▶ Excerpt provided
Um and during this time kiss from a dear friend.
So that was exactly what I was thinking, and I

(02:38:15):
did not. I brought gas masks to Atlanta, but I
didn't bring them on the Sunday because because usually you
don't bring gas masks to a music festival. Yeah, I mean,
the thing about gas, the thing about tear gas and
gas masks is that, like when you're used to getting
tear gassed, it's really easy to have them handy and
get them on. When like you're not used to being

(02:38:37):
tear gas, you're probably not going to bring it with you. Yeah.
So people got people. Some people in the forest got
gassed pretty bad. I mean. The whole point was to
sew confusion, make it so that people could not hide
out in the woods. It was it. It's to make
people scatter, runaway so that they can be tackled and arrested.
M One person that was a National Lawyer's Guild, a
legal observer was arrested. Um, they're also at the Southern

(02:39:00):
Poverty Law Center. This whole boy, this person was the
only person arrested that I'm aware of that was released
on bail. Everybody else, everyone else is being held indefinitely.

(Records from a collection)

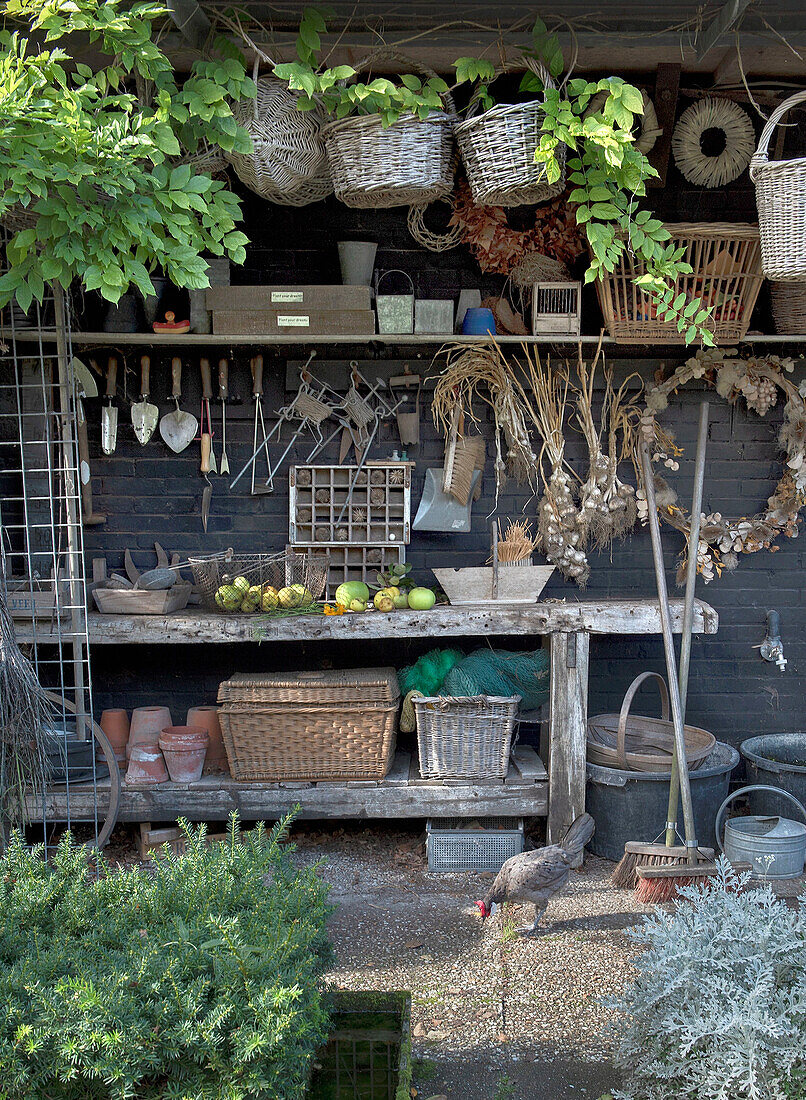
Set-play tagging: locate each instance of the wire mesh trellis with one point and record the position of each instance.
(42, 567)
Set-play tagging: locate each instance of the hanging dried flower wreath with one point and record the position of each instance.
(498, 248)
(758, 380)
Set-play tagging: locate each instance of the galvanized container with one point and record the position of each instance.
(775, 846)
(776, 760)
(453, 846)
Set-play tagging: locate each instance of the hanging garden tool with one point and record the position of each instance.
(177, 428)
(109, 413)
(223, 394)
(205, 468)
(256, 367)
(144, 415)
(408, 416)
(206, 395)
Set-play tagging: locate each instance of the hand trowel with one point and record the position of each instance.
(109, 413)
(177, 428)
(144, 415)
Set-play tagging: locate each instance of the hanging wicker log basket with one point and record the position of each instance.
(498, 147)
(410, 162)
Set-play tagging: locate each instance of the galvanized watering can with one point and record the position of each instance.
(775, 846)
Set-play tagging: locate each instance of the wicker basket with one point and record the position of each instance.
(287, 164)
(726, 262)
(781, 199)
(632, 743)
(465, 738)
(277, 571)
(498, 147)
(339, 725)
(788, 308)
(410, 162)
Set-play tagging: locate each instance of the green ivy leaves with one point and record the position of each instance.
(98, 169)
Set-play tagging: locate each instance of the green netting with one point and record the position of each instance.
(428, 673)
(500, 672)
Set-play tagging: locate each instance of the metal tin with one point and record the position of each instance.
(775, 846)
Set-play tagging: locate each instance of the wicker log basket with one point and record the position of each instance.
(411, 162)
(781, 198)
(633, 743)
(287, 164)
(498, 147)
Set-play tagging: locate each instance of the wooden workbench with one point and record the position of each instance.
(566, 627)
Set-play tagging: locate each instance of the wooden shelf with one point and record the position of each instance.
(523, 793)
(200, 627)
(201, 340)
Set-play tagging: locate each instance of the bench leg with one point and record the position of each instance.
(567, 718)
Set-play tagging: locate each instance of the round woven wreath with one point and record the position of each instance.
(758, 380)
(728, 163)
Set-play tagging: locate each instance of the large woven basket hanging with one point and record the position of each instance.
(288, 164)
(411, 162)
(498, 147)
(633, 743)
(781, 199)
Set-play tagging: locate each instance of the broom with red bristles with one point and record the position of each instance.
(657, 870)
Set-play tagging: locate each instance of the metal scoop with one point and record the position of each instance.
(144, 415)
(177, 428)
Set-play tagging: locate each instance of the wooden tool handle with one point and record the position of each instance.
(205, 452)
(206, 378)
(256, 365)
(111, 376)
(176, 377)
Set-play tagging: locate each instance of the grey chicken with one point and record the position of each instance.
(537, 876)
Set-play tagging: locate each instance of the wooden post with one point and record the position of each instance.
(567, 718)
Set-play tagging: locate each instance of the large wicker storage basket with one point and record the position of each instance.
(310, 725)
(633, 743)
(287, 164)
(498, 147)
(781, 199)
(410, 162)
(726, 262)
(465, 738)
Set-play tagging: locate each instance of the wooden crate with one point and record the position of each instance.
(379, 510)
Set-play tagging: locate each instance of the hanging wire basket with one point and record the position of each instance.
(264, 571)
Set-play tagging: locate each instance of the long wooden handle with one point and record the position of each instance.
(111, 376)
(206, 378)
(205, 452)
(176, 377)
(256, 365)
(145, 375)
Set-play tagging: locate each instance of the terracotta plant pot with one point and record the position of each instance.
(114, 725)
(208, 718)
(146, 767)
(147, 724)
(185, 748)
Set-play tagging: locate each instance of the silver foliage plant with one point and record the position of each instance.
(718, 1011)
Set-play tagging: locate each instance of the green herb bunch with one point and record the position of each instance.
(327, 87)
(609, 175)
(195, 979)
(96, 171)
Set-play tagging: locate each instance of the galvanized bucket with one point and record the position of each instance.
(775, 846)
(396, 311)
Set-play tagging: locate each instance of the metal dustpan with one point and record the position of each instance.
(439, 510)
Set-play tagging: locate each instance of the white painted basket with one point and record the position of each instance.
(518, 585)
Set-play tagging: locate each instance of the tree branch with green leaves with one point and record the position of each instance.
(99, 174)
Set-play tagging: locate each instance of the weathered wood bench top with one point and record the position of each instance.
(602, 616)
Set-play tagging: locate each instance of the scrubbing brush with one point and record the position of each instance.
(658, 870)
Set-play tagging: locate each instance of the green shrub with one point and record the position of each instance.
(194, 979)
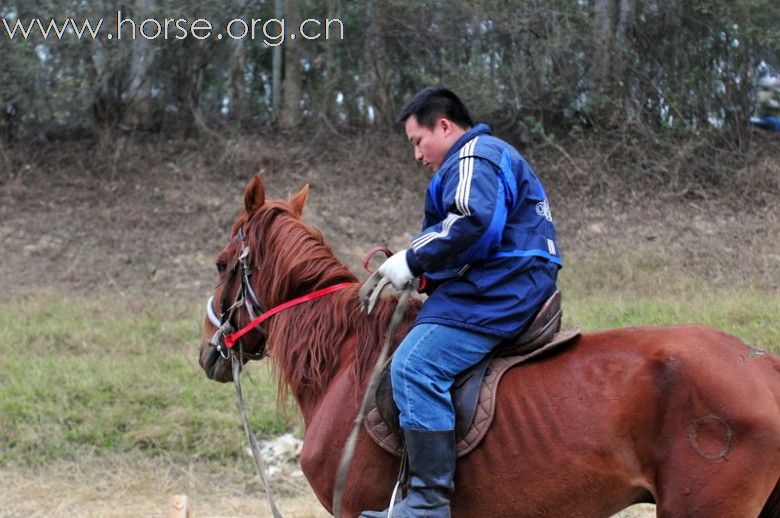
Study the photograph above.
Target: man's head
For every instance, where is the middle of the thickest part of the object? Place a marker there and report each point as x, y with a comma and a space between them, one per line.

▶ Goals
1. Summarize the transcript excerpt in two sentences.
2. According to the transcript excerpt, why didn't the speaker bring gas masks on the Sunday?
3. Copy the transcript excerpt between "So that was" and "with you. Yeah.", inclusive.
The records are not required for any of the work here.

▶ Solutions per task
1. The speaker brought gas masks to Atlanta but not on the Sunday, since people usually don't bring them to a music festival, and those not used to being tear gassed are unlikely to have them handy. Some people in the forest were gassed badly in an effort to cause confusion and make people scatter so they could be tackled and arrested, and of those arrested, only a National Lawyers Guild legal observer was released on bail while everyone else is being held indefinitely.

2. Because people usually don't bring gas masks to a music festival.

3.
So that was exactly what I was thinking, and I

(02:38:15):
did not. I brought gas masks to Atlanta, but I
didn't bring them on the Sunday because because usually you
don't bring gas masks to a music festival. Yeah, I mean,
the thing about gas, the thing about tear gas and
gas masks is that, like when you're used to getting
tear gassed, it's really easy to have them handy and
get them on. When like you're not used to being

(02:38:37):
tear gas, you're probably not going to bring it with you. Yeah.